*Task details*
How many lines below contain the word "lamb"? Give only the number.

───── Supplied records

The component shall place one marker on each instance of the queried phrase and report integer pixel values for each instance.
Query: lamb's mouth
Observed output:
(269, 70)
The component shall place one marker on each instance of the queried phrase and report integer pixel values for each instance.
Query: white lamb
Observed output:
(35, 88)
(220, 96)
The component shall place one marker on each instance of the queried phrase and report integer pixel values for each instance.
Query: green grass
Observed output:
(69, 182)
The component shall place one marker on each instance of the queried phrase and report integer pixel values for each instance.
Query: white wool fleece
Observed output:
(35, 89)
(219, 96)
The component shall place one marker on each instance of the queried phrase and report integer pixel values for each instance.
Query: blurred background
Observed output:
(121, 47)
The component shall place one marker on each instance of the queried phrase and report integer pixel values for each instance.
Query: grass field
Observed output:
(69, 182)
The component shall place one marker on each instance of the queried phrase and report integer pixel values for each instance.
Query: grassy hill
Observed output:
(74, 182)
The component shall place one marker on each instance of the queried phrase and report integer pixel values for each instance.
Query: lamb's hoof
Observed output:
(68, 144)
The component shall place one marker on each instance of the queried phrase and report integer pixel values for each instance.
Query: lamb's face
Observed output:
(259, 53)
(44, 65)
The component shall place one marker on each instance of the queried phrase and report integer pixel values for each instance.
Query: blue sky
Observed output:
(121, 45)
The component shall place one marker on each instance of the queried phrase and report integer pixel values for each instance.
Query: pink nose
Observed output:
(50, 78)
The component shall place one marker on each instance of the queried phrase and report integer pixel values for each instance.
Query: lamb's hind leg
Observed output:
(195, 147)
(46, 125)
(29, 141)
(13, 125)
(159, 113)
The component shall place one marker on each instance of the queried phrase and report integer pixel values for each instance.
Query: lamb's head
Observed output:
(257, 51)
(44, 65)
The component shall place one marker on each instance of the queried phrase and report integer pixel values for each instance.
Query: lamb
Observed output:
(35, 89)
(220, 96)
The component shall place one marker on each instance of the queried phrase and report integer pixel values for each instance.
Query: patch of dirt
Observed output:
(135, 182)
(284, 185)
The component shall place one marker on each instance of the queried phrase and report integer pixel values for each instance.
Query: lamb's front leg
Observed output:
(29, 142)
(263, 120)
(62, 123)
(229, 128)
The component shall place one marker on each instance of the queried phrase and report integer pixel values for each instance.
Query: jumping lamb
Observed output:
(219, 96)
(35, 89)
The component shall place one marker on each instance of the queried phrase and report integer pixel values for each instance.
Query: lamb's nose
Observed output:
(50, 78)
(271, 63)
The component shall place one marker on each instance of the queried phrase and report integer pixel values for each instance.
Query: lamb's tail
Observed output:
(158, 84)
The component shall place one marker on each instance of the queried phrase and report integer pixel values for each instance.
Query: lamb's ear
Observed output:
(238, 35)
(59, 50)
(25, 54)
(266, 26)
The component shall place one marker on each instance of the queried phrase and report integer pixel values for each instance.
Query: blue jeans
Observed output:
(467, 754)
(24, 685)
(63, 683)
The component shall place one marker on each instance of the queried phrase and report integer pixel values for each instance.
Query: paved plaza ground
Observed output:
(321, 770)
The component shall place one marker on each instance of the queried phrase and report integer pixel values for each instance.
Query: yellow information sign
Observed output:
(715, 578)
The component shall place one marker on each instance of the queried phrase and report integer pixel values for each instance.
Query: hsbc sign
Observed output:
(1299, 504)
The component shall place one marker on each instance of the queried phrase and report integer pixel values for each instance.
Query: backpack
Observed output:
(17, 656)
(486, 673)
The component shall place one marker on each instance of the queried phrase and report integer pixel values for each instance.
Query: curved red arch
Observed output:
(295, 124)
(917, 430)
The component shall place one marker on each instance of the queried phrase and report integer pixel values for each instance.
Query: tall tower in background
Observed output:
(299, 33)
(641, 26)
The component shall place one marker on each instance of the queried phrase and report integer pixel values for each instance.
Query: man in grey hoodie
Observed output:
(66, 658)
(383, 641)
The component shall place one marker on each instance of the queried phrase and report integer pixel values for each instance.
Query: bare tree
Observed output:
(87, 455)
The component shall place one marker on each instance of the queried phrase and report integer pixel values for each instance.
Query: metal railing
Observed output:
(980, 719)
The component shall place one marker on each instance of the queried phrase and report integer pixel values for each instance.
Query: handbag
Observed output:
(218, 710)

──────────

*Exercise response*
12